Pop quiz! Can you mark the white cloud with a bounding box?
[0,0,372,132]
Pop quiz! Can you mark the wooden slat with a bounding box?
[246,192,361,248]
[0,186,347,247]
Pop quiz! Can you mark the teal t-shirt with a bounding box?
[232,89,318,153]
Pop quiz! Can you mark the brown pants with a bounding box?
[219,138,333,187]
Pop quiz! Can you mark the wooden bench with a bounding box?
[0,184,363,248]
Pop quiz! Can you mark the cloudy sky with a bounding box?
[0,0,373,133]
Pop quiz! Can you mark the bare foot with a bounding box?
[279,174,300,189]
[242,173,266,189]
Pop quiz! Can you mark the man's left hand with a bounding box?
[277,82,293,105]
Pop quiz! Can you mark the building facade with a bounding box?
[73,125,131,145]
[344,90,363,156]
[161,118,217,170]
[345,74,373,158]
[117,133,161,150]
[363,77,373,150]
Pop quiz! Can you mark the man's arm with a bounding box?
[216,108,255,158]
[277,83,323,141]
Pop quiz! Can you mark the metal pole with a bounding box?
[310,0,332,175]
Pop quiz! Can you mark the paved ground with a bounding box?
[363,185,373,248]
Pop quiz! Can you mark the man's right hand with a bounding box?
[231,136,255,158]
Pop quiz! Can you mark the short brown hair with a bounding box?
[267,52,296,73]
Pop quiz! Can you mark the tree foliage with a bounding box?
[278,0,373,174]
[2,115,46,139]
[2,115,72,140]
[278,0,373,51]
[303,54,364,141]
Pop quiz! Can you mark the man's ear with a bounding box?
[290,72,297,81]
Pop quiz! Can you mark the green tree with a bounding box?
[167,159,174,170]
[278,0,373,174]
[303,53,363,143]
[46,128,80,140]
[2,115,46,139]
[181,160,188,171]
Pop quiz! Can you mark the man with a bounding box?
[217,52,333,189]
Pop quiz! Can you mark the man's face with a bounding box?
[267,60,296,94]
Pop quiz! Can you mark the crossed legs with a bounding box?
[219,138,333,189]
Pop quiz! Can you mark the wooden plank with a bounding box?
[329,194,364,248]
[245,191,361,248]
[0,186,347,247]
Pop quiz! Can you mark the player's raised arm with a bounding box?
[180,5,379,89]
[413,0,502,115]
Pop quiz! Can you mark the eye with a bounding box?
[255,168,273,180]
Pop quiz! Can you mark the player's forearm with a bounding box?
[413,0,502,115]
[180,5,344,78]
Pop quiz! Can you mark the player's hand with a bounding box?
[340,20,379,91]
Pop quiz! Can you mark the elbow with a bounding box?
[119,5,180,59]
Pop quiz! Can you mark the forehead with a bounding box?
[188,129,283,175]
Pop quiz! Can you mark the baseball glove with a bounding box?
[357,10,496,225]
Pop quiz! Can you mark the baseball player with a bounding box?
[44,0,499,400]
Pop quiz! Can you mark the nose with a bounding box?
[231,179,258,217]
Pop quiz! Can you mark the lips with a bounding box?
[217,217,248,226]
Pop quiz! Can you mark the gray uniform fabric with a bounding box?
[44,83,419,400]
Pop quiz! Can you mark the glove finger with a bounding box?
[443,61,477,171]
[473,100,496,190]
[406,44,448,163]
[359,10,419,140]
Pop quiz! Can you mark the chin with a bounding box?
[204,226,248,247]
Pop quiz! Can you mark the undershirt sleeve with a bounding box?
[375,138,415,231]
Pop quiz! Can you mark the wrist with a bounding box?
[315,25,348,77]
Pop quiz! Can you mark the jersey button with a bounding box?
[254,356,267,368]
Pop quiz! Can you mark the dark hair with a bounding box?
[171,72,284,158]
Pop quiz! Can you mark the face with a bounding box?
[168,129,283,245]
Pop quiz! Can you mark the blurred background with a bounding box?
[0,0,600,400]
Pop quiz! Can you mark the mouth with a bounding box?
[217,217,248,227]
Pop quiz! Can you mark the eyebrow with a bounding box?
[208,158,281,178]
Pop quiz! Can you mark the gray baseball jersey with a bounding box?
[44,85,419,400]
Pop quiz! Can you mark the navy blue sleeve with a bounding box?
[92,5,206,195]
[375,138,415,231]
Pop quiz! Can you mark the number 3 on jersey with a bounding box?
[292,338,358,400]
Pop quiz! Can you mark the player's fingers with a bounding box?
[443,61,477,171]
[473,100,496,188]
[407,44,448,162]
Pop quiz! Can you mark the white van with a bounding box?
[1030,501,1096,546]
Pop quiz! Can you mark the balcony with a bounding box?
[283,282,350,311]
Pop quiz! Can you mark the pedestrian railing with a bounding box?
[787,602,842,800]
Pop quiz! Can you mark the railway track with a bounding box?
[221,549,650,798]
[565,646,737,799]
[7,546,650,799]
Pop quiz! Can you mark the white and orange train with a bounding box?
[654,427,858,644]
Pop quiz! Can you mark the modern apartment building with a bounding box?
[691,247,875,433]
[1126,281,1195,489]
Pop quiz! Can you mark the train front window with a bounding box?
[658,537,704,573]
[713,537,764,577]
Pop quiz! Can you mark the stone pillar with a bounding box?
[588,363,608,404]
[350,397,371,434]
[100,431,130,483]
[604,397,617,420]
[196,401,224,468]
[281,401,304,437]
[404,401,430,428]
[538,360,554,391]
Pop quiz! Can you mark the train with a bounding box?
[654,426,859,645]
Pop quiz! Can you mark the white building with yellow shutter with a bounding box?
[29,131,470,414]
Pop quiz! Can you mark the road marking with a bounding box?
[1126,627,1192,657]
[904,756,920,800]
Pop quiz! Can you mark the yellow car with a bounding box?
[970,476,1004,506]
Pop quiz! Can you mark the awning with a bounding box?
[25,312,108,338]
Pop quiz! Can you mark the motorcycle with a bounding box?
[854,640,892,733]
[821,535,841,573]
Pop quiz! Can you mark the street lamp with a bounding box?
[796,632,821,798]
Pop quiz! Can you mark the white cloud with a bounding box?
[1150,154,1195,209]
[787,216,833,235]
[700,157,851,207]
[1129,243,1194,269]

• _Objective_:
Render every line of the rows above as a JSON list of strings, one string per line, leaving out blank lines.

• _Complete output_:
[
  "Pop quiz! Can you mark the white cloud with a bounding box?",
  "[0,0,372,132]",
  "Pop quiz! Can you mark the wooden slat with a bounding box?",
  "[246,192,361,248]",
  "[0,186,347,247]",
  "Pop quiz! Can you mark the teal t-shirt with a bounding box?",
  "[232,89,318,153]",
  "Pop quiz! Can you mark the brown pants with a bounding box?",
  "[219,138,333,187]",
  "Pop quiz! Can you mark the wooden bench with a bounding box?",
  "[0,184,363,248]",
  "Pop quiz! Can you mark the cloudy sky with a bounding box?",
  "[0,0,373,133]",
  "Pop quiz! Can you mark the bare foot with a bounding box?",
  "[279,174,300,189]",
  "[242,173,266,189]",
  "Pop quiz! Can you mark the man's left hand with a bounding box?",
  "[277,82,293,105]",
  "Pop quiz! Can you mark the building facade with a bounding box?",
  "[73,125,131,145]",
  "[344,90,363,156]",
  "[161,118,217,170]",
  "[345,74,373,158]",
  "[117,133,161,150]",
  "[363,77,373,150]",
  "Pop quiz! Can you mark the man's arm with a bounding box?",
  "[216,108,255,158]",
  "[277,83,323,141]",
  "Pop quiz! Can you mark the metal pole with a bounding box?",
  "[310,0,332,175]",
  "Pop quiz! Can you mark the paved ground with a bounding box?",
  "[363,185,373,248]",
  "Pop quiz! Can you mark the man's right hand with a bounding box?",
  "[231,136,255,158]",
  "Pop quiz! Can you mark the short brown hair with a bounding box?",
  "[267,52,296,73]",
  "Pop quiz! Can you mark the tree foliage with a bounding box?",
  "[278,0,373,174]",
  "[2,115,46,139]",
  "[2,115,72,140]",
  "[278,0,373,51]",
  "[303,54,364,141]",
  "Pop quiz! Can you mark the man's ear with a bounding box?",
  "[290,72,297,81]",
  "Pop quiz! Can you mark the green tree with a bounding box?",
  "[167,159,174,170]",
  "[278,0,373,174]",
  "[303,53,363,143]",
  "[46,128,80,140]",
  "[2,115,46,139]",
  "[181,160,188,171]",
  "Pop quiz! Can you mark the man with a bounding box?",
  "[217,52,333,189]",
  "Pop quiz! Can you mark the man's face with a bounding box?",
  "[267,60,296,94]",
  "Pop quiz! Can you mark the crossed legs with a bounding box?",
  "[219,138,333,189]",
  "Pop quiz! Can you mark the wooden plank with a bounding box?",
  "[329,194,364,248]",
  "[245,191,361,248]",
  "[0,186,347,247]",
  "Pop quiz! Can you mark the player's raised arm with a bounding box?",
  "[180,5,379,89]",
  "[413,0,502,115]",
  "Pop quiz! Can you mark the eye with a bounding box?",
  "[255,168,273,180]",
  "Pop quiz! Can you mark the player's forearm with a bounding box?",
  "[413,0,502,115]",
  "[180,5,344,78]",
  "Pop quiz! Can you mark the player's hand with a bounding box?",
  "[340,20,379,91]",
  "Pop quiz! Can you mark the elbow with a bounding box?",
  "[119,5,180,59]",
  "Pop quiz! Can you mark the forehead with a bounding box?",
  "[188,129,283,175]",
  "Pop quiz! Can you mark the baseball glove with a bounding box?",
  "[357,10,496,225]",
  "Pop quiz! Can you mark the baseball player with a bounding box?",
  "[44,0,499,400]",
  "Pop quiz! Can you mark the nose with a bounding box?",
  "[231,179,258,217]",
  "Pop quiz! Can you mark the lips with a bounding box?",
  "[217,217,248,226]",
  "Pop quiz! Can you mark the gray uniform fabric with a bounding box?",
  "[44,83,419,400]",
  "Pop quiz! Can you mark the glove finger with a bounding box?",
  "[443,61,477,171]",
  "[473,100,496,190]",
  "[406,44,448,163]",
  "[359,10,419,140]",
  "Pop quiz! Can you mark the chin with a bounding box?",
  "[204,226,248,247]",
  "Pop quiz! Can you mark the undershirt sleeve with a bounding box?",
  "[375,138,415,231]",
  "Pop quiz! Can you mark the wrist with a bounding box?",
  "[315,25,348,77]",
  "Pop quiz! Can you mark the jersey button with a bounding box?",
  "[254,356,267,368]",
  "Pop quiz! Can you mark the dark hair with a bounding box?",
  "[171,72,284,158]",
  "Pop quiz! Can you mark the face with a bounding box?",
  "[168,129,283,245]",
  "Pop quiz! Can you mark the blurred background with a bounding box?",
  "[0,0,600,400]",
  "Pop quiz! Can you mark the mouth with a bounding box?",
  "[217,217,248,227]",
  "Pop quiz! Can you mark the eyebrow with a bounding box?",
  "[208,158,281,178]",
  "Pop quiz! Can you mark the gray baseball jersey with a bounding box?",
  "[44,85,419,400]",
  "Pop quiz! Can you mark the navy blue sleeve with a bounding box?",
  "[92,5,206,195]",
  "[375,138,415,231]",
  "Pop quiz! Can you mark the number 3 on jersey with a bounding box?",
  "[292,338,358,400]",
  "Pop quiz! Can you mark the player's fingers with a bounding box?",
  "[443,61,477,171]",
  "[473,100,496,188]",
  "[407,44,448,162]",
  "Pop quiz! Can you mark the white van with a bounding box?",
  "[1030,501,1096,546]",
  "Pop quiz! Can you mark the balcony with a bounding box?",
  "[283,282,350,311]",
  "Pop quiz! Can you mark the pedestrian railing with a bounding box?",
  "[787,602,842,800]",
  "Pop quiz! Can you mark the railway track with a bounding box?",
  "[221,549,650,798]",
  "[565,646,737,799]",
  "[7,546,650,799]",
  "Pop quiz! Can you mark the white and orange train with a bounding box?",
  "[654,427,858,644]",
  "Pop quiz! Can you mark the modern apartment building with a bounding box?",
  "[691,247,875,433]",
  "[1126,281,1195,489]",
  "Pop quiz! Can you mark the train front window with a bounding box?",
  "[658,537,704,573]",
  "[713,537,764,577]",
  "Pop quiz! Can you mark the stone pillar with a bounding box?",
  "[588,363,608,404]",
  "[350,397,371,434]",
  "[100,431,130,483]",
  "[604,397,617,420]",
  "[196,401,224,468]",
  "[281,401,304,437]",
  "[404,401,430,428]",
  "[538,360,554,391]",
  "Pop quiz! Can you mark the train with a bounding box?",
  "[654,426,859,645]",
  "Pop quiz! Can you mark the white building with yellow shutter with a bounding box?",
  "[29,131,470,414]",
  "Pop quiz! Can you mark the road marking with a bounding box?",
  "[1126,627,1192,657]",
  "[904,756,920,800]",
  "Pop quiz! Can you mark the yellow car with a bounding box?",
  "[970,476,1004,506]",
  "Pop quiz! Can you mark the awning with a bounding box?",
  "[25,312,108,338]",
  "Pop quiz! Can you mark the motorcycle with a bounding box?",
  "[854,640,892,733]",
  "[821,535,841,573]",
  "Pop quiz! Can you mark the street lamp with a bounding box?",
  "[796,632,821,798]",
  "Pop quiz! Can you mark the white cloud with a bounding box?",
  "[1150,154,1195,209]",
  "[787,216,833,235]",
  "[700,157,851,207]",
  "[1129,243,1194,269]"
]